● ASSIGNMENT
Repeat the records below verbatim and include no pictures.

======== DATA SUPPLIED ========

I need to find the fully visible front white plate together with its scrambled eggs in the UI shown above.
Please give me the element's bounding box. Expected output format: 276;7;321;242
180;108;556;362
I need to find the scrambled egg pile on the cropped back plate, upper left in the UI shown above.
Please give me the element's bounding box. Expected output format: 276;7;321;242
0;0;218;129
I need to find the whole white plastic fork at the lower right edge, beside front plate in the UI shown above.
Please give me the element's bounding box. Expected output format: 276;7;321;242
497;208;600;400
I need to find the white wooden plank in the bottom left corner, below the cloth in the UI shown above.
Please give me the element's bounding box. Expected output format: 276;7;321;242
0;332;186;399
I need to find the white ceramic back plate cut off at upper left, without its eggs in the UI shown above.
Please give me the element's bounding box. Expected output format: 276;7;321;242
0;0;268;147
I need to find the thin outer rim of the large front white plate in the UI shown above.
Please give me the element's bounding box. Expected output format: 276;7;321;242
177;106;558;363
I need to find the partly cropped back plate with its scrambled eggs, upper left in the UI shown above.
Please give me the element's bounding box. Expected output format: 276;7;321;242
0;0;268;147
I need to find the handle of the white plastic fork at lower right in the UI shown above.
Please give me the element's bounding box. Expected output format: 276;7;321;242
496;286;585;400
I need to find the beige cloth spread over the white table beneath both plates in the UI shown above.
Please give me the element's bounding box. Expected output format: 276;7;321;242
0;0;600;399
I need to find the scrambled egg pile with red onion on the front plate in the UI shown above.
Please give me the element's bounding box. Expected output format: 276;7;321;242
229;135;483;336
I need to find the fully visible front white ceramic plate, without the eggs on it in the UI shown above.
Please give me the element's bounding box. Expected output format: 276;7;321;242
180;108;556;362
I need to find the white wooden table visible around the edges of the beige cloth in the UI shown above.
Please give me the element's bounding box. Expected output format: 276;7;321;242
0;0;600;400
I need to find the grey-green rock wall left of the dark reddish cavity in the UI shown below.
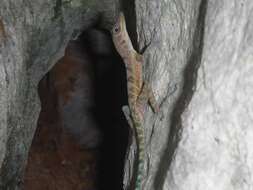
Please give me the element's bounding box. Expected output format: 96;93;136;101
0;0;116;190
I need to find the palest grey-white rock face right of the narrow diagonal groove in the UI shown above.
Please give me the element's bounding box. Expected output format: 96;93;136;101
164;0;253;190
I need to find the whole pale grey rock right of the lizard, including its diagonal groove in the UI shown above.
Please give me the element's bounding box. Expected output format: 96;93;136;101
125;0;253;190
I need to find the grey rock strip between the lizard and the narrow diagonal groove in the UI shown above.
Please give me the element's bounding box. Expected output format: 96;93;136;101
125;0;201;189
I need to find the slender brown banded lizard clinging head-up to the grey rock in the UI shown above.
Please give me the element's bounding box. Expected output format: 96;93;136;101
111;12;159;190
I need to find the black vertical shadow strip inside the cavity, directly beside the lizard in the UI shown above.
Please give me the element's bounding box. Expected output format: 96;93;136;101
79;28;128;190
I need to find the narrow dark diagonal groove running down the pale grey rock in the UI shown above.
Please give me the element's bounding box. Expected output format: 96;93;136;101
154;0;208;190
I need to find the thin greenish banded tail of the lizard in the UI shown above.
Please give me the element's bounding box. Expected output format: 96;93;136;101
135;123;145;190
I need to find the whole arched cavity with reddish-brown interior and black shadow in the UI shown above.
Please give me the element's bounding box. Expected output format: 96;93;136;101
23;25;128;190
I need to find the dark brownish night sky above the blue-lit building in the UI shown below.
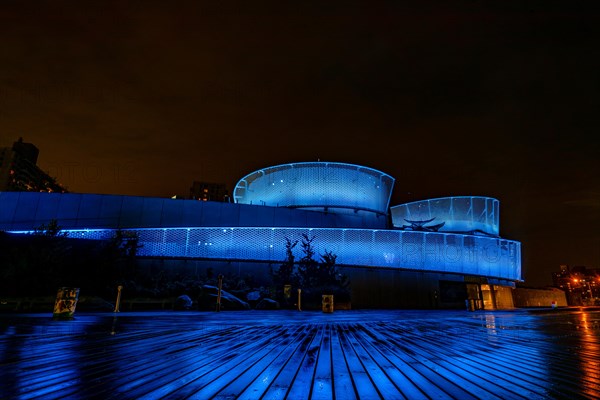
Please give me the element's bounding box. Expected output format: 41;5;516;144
0;0;600;286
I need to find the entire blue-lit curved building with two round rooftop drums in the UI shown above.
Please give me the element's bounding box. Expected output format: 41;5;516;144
0;162;522;309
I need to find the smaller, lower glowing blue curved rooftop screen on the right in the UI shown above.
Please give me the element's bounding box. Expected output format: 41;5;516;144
390;196;500;236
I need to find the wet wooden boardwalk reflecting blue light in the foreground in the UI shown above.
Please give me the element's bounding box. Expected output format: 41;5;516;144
0;310;600;399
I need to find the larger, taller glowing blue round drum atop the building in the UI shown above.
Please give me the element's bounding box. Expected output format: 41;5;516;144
233;162;394;214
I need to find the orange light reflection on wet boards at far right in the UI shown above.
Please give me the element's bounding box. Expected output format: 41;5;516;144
577;311;600;397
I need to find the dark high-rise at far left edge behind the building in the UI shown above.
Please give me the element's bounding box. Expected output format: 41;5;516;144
0;138;67;193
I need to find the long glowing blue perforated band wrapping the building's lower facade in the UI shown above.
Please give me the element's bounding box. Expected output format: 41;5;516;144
55;228;521;280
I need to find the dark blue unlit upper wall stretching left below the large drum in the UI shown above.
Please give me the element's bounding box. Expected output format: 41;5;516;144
0;192;387;231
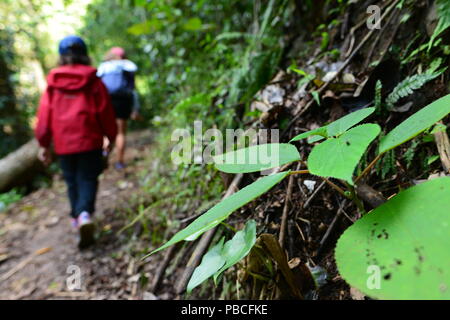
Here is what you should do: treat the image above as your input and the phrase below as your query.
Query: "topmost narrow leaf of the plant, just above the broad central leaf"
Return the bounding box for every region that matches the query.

========

● RESULT FOR THIS TASK
I need to find the fully visible front white plate together with its scrambled eggs in the UI shown above.
Please give me the element's bounding box. Expected output format: 276;7;321;242
180;108;556;362
I need to find the scrambled egg pile on the cropped back plate, upper left in the UI shown above.
Please give me the element's bounding box. Expected output format: 276;7;321;242
0;0;218;129
I need to find the whole white plastic fork at the lower right edge, beside front plate in the UI shown above.
Please give me the element's bounding box. Expected output format: 276;7;321;242
497;208;600;400
I need to find the white wooden plank in the bottom left corner, below the cloth in the UI shown above.
Please give me the element's bounding box. Expected output format: 276;7;321;242
0;332;186;399
I need to find the white ceramic back plate cut off at upper left, without its eggs in the UI shown above.
Please give me the element's bounding box. Expected output format: 276;7;321;242
0;0;268;147
I need to find the thin outer rim of the large front white plate in the UI shown above.
Please give me the element's bounding box. Expected output format: 276;7;321;242
177;106;558;363
I need to find the partly cropped back plate with its scrambled eggs, upper left in the UI shown above.
Please give me the element's bounding box. Expected output format: 276;7;321;242
0;0;268;147
I need to find the handle of the white plastic fork at lower right in the UI shown above.
Please give me the element's bounding box. Expected output format: 276;7;321;242
496;286;585;400
I need to find the beige cloth spread over the white table beneath both plates in the UI shown above.
Please give me the element's bounding box. Expected output format: 276;7;321;242
0;0;600;399
I need to find the scrambled egg pile with red onion on the front plate in the UI shown above.
Please give me the element's bounding box. Expected output format: 276;7;321;242
229;135;483;336
I need to find the fully visible front white ceramic plate, without the eggs on it in the UI shown above.
Please give me the element's bounding box. Expected output format: 276;7;321;242
180;108;556;362
I need to find the white wooden table visible around the edges of the beige cloth in the UI shown above.
Please give me the element's bounding box. Expected output format: 276;7;321;242
0;0;600;400
I need to find the grey-green rock wall left of the dark reddish cavity in the UI shown below.
Please give me the element's bounding box. Expected output format: 96;93;136;101
0;0;116;190
I need to find the palest grey-white rock face right of the narrow diagonal groove in the UI shown above.
Please give me the element's bounding box. Expected output format: 96;93;136;101
164;0;253;190
I need to find the whole pale grey rock right of the lizard, including its diagonal groove in the UI shown above.
Please give me the element's bounding box. Expected output format: 96;93;136;101
125;0;253;190
I need to find the grey rock strip between the lizard and the narrow diagonal groove in the UI shown above.
Please give me the element's bounding box. Expected output format: 96;93;136;101
125;0;201;189
I need to find the slender brown banded lizard clinging head-up to the grey rock in the UI shown above.
Please give me the element's bounding box. Expected output format: 96;93;136;101
111;12;159;190
I need to find the black vertical shadow strip inside the cavity, directly beside the lizard in the UI shown above.
Please give me the element's bounding box. Expected output format: 96;93;136;101
79;28;128;190
I need to find the narrow dark diagonal groove running down the pale grey rock in the UI shown above.
Please give me the element's bounding box. Expected output format: 96;93;136;101
154;0;208;190
I need to find the thin greenish banded tail of the lizard in the UI shown above.
Please give me the element's bounding box. Expected output format: 96;93;136;101
135;123;145;190
I need to find the whole arched cavity with reddish-brown interior and black shadow in the UI shown above.
Please give me the element's bounding box. Expected output format: 96;93;136;101
23;25;128;190
I need to find the dark brownish night sky above the blue-lit building in the UI shown below.
Please give me the element's bounding box. Expected output format: 41;5;516;144
0;0;600;286
I need to find the entire blue-lit curved building with two round rooftop drums in the UI shown above.
Please give me the element's bounding box. Expected output format: 41;5;516;144
0;162;522;309
I need to find the smaller, lower glowing blue curved rooftop screen on the right in the UI shown above.
Please give me the element's bounding box. Expected output format: 41;5;516;144
390;196;500;236
I need to find the wet wooden boardwalk reflecting blue light in the foreground in the UI shown above.
Please give me the element's bounding box. Expected output format: 41;5;516;144
0;310;600;399
I need to find the larger, taller glowing blue round drum atop the building in the UI shown above.
Please give me the element's bounding box. Expected output format: 41;5;516;144
233;162;394;214
I need to find the orange light reflection on wet boards at far right in the UI shown above.
Please give me the element's bounding box. Expected output format: 41;5;516;144
577;311;600;397
I need to find the dark high-rise at far left edge behind the building in the UI shown above.
Please give me the element's bounding box. Expected output format: 41;5;516;144
0;138;67;193
I need to find the long glowing blue perforated band wrapping the building's lower facade in the UI shown above.
Please give me the element's bounding box. Expected output format: 41;5;516;144
55;228;521;280
I need to find the dark blue unlit upper wall stretching left below the large drum in the UI shown above.
Please give me the element's bounding box. Expected output format: 41;5;516;144
0;192;387;231
Here is what you should do: treat the image above as your input and the phrase below as your query.
Query: "topmost narrow leaf of the plant, just above the broad central leaf"
Return the bounding box for every region that matches the query.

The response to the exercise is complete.